----- Extract provided
Labor has launched a scathing attack on the Morrison government, after Treasurer Josh Frydenberg confirmed Australia was in the midst of its first recession in nearly three decades.
Shadow treasurer Jim Chalmers said the economy had been struggling, even before the devastation of the coronavirus outbreak hit in March.
“What the Treasurer fails to understand, as the first Treasurer in nine, to oversee a recession, is that a lot of people are doing it tough,” he said.
“And his spin and his slogans about resilience, and all of the other things, they won’t put food on the table for a lot of people. They won’t put people back into work. Only a comprehensive plan will do that. Only an end to the blunders and bluster we have seen will do that.”
Earlier, Mr Frydenberg had confirmed that – based on bleak forecasts for the June quarter – Australia’s economy was in recession for the first time in 29 years. It came after the latest GDP figures confirmed the nation’s economy shrank by 0.3 per cent in the three months to March – mostly due to the hit from the summer’s horror bushfires.
A technical recession was not due to be confirmed until the release of the June quarter GDP figures in September, but when asked if Australia was already in recession, Mr Frydenberg said “yes”.
“That is on the basis of the advice that I have from the Treasury Department about where the June quarter is expected to be,” he said.
“We’ve just notched up a 0.3 per cent decline in the economy in the March quarter – we’re looking at 8.5 per cent in the June quarter.”
Gross domestic product grew just 1.4 per cent in the 12 months to March 31 as the economy took a hit from the bushfires and the beginning of the virus crisis, the Australian Bureau of Statistics said on Wednesday.
“This was the slowest through-the-year growth since September 2009, when Australia was in the midst of the global financial crisis, and captures just the beginning of the expected economic effects of COVID-19,” ABS chief economist Bruce Hockman said.
----------
◆ Exercise instructions:
From the article on Australia's recession above, copy out word for word the passage that opens with the words "Earlier, Mr Frydenberg" and ends after "summer’s horror bushfires.".
----- Supplied material
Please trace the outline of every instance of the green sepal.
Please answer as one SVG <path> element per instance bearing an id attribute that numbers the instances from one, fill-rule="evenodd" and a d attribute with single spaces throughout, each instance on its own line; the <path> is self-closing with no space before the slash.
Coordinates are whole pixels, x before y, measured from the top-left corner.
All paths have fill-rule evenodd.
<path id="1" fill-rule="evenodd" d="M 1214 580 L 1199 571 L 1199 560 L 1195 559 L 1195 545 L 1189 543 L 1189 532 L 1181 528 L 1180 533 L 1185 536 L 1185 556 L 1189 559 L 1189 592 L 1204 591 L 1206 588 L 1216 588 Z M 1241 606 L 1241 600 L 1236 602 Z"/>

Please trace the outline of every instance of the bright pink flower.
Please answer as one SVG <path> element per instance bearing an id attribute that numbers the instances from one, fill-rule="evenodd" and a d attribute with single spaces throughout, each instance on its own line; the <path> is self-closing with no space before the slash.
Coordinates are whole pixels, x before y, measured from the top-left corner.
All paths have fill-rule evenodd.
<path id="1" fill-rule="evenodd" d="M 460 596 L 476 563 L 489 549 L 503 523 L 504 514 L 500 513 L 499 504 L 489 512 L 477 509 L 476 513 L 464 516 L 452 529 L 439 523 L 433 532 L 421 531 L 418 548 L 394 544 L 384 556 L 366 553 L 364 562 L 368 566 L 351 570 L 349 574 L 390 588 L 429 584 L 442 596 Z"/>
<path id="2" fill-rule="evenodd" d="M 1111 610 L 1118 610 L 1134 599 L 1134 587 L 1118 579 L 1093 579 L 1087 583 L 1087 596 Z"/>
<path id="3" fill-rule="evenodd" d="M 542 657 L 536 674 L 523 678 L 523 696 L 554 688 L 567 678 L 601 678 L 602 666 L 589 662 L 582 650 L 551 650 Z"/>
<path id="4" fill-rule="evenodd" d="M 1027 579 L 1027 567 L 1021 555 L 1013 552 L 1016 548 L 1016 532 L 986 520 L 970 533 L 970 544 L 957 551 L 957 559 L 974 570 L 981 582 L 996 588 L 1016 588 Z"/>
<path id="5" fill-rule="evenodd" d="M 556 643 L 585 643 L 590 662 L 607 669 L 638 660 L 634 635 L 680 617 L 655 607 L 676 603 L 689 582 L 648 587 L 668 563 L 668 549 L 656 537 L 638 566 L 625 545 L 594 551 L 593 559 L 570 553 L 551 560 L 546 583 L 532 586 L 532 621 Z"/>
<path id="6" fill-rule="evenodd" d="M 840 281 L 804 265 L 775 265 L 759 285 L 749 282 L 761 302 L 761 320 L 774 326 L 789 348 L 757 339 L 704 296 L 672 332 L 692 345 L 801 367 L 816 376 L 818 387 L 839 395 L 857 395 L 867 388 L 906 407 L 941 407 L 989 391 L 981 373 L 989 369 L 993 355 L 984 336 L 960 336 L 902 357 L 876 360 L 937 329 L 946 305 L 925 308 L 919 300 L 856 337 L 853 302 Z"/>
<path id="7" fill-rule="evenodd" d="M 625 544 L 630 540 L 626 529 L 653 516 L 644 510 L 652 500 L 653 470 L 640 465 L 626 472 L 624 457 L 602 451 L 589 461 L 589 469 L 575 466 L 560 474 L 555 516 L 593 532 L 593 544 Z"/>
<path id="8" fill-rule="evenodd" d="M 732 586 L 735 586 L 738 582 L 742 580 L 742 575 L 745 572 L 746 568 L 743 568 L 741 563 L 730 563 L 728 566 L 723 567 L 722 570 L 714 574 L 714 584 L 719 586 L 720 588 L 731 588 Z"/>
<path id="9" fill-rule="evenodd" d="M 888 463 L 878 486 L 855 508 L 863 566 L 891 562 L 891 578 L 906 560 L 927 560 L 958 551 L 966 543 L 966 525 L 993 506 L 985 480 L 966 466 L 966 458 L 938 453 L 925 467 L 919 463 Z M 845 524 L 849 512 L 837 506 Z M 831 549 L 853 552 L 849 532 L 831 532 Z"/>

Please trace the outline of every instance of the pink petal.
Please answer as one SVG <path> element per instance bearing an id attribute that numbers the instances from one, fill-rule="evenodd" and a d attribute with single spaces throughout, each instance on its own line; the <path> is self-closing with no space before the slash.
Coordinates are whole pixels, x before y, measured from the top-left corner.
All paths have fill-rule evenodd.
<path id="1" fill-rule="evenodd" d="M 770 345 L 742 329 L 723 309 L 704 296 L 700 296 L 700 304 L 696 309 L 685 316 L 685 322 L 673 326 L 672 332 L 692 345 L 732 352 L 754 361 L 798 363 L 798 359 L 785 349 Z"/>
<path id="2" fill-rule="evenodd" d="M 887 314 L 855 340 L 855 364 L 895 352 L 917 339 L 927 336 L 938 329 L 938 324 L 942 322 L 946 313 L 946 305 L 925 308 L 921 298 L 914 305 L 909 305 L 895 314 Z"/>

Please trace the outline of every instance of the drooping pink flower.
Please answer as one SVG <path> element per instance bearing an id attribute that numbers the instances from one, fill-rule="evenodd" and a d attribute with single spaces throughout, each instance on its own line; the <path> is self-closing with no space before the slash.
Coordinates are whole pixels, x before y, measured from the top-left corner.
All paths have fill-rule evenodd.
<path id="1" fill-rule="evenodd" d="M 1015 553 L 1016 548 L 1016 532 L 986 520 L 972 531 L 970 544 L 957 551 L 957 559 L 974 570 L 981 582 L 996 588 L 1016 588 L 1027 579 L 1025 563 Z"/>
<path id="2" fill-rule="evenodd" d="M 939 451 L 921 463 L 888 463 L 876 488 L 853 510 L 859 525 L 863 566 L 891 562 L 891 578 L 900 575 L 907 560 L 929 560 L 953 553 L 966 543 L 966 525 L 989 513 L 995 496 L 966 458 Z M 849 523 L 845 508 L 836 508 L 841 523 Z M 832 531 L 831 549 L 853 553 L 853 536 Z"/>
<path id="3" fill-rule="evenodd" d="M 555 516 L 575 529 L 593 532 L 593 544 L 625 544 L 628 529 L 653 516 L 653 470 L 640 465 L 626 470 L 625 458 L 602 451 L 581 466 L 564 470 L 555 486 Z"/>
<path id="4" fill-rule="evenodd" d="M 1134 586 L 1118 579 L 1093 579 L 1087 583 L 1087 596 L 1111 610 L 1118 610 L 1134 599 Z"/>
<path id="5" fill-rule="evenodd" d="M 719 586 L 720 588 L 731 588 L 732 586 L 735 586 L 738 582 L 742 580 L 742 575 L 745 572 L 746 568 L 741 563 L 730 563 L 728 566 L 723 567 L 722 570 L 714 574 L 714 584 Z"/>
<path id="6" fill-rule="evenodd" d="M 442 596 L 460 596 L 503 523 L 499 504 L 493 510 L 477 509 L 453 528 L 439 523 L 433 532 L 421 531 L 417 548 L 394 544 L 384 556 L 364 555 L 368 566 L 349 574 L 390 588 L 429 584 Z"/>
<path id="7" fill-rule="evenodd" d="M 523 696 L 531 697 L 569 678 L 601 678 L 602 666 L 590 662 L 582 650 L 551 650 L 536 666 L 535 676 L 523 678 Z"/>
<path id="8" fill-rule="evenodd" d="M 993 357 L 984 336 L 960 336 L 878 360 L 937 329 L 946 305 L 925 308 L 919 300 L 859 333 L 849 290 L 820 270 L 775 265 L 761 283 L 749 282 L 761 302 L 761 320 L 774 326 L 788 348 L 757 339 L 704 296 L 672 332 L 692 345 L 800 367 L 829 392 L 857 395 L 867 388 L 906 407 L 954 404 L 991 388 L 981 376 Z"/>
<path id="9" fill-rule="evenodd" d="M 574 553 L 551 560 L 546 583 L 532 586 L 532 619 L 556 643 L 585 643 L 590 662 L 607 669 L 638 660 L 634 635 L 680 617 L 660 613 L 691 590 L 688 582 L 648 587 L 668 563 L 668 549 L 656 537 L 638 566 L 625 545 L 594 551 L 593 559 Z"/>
----------
◆ Response below:
Earlier, Mr Frydenberg had confirmed that – based on bleak forecasts for the June quarter – Australia’s economy was in recession for the first time in 29 years. It came after the latest GDP figures confirmed the nation’s economy shrank by 0.3 per cent in the three months to March – mostly due to the hit from the summer’s horror bushfires.